begin TEXT TO READ

Impossible? Think again.

Responses have come from as near as San Clemente and as far as Stuttgart, West Germany. They’ve come in slick logo form, all dressed up by serious graphic artists. They’ve come on T-shirts and visors and cocktail napkins and Post-It Notes. They’ve come via fax machine. Two have come from jail.

They’ve been serious (Fluoronetics), silly (Flower Garden), sycophantic (Churmex and Churmco).

Some have even been nasty: “My suggestion is brilliant in its uniqueness,” writes Ernst W. Mueller of Chagrin Falls, Ohio. “Leave the damned name alone . . . and get back to work on the product!”

On June 6, Churm announced at the firm’s annual shareholders meeting that a name change was in the offing. Fluorocarbon, Churm thought, sounded too much like chlorofluorocarbon --those nasty gases blamed for burning a hole in the Earth’s ozone layer.

end TEXT TO READ
begin INPUT MATERIAL

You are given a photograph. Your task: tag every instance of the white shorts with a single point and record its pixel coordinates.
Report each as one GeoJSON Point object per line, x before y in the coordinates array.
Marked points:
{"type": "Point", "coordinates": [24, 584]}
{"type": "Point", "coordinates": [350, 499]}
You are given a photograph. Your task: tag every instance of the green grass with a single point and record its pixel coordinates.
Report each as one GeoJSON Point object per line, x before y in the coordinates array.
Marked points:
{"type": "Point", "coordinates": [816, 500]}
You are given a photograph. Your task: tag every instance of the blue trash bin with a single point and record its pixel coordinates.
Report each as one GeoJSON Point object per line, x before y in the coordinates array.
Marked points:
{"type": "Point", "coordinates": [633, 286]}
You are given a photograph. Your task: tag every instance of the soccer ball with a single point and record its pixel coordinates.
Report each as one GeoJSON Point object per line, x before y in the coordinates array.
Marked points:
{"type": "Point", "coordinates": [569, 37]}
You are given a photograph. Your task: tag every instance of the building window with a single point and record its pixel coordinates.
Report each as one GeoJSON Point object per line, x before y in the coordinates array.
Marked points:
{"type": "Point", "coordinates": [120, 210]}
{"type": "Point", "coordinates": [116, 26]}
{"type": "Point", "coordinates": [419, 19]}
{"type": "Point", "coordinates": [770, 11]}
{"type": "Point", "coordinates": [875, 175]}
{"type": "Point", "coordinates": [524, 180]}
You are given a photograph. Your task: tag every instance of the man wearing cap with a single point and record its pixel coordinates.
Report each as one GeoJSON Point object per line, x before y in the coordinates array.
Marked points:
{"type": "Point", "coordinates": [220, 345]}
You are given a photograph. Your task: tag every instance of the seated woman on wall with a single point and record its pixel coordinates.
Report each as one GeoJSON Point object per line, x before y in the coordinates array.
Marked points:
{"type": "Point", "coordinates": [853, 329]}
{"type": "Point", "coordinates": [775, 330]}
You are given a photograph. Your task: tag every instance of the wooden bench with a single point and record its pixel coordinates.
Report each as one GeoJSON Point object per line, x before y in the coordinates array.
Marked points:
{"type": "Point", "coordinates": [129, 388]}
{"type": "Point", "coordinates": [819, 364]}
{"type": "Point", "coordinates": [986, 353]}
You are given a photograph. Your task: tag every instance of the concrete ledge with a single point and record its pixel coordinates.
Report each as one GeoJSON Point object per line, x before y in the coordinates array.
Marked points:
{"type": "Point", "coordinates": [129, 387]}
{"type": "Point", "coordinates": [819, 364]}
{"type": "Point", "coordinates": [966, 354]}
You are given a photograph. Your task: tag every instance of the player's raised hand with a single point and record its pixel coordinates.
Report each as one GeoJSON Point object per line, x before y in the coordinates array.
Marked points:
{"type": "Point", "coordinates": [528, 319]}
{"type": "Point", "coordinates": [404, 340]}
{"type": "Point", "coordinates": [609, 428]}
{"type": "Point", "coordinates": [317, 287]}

end INPUT MATERIAL

_PROBLEMS:_
A – Reproduce the whole article about suggestions for renaming Fluorocarbon, word for word.
B – Collect every line of the rows that contains the word "with".

_RESULTS OF THE EXERCISE:_
A –
Impossible? Think again.

Responses have come from as near as San Clemente and as far as Stuttgart, West Germany. They’ve come in slick logo form, all dressed up by serious graphic artists. They’ve come on T-shirts and visors and cocktail napkins and Post-It Notes. They’ve come via fax machine. Two have come from jail.

They’ve been serious (Fluoronetics), silly (Flower Garden), sycophantic (Churmex and Churmco).

Some have even been nasty: “My suggestion is brilliant in its uniqueness,” writes Ernst W. Mueller of Chagrin Falls, Ohio. “Leave the damned name alone . . . and get back to work on the product!”

On June 6, Churm announced at the firm’s annual shareholders meeting that a name change was in the offing. Fluorocarbon, Churm thought, sounded too much like chlorofluorocarbon --those nasty gases blamed for burning a hole in the Earth’s ozone layer.

B –
You are given a photograph. Your task: tag every instance of the white shorts with a single point and record its pixel coordinates.
You are given a photograph. Your task: tag every instance of the green grass with a single point and record its pixel coordinates.
You are given a photograph. Your task: tag every instance of the blue trash bin with a single point and record its pixel coordinates.
You are given a photograph. Your task: tag every instance of the soccer ball with a single point and record its pixel coordinates.
You are given a photograph. Your task: tag every instance of the building window with a single point and record its pixel coordinates.
You are given a photograph. Your task: tag every instance of the man wearing cap with a single point and record its pixel coordinates.
You are given a photograph. Your task: tag every instance of the seated woman on wall with a single point and record its pixel coordinates.
You are given a photograph. Your task: tag every instance of the wooden bench with a single point and record its pixel coordinates.
You are given a photograph. Your task: tag every instance of the concrete ledge with a single point and record its pixel coordinates.
You are given a photograph. Your task: tag every instance of the player's raised hand with a single point and record its pixel coordinates.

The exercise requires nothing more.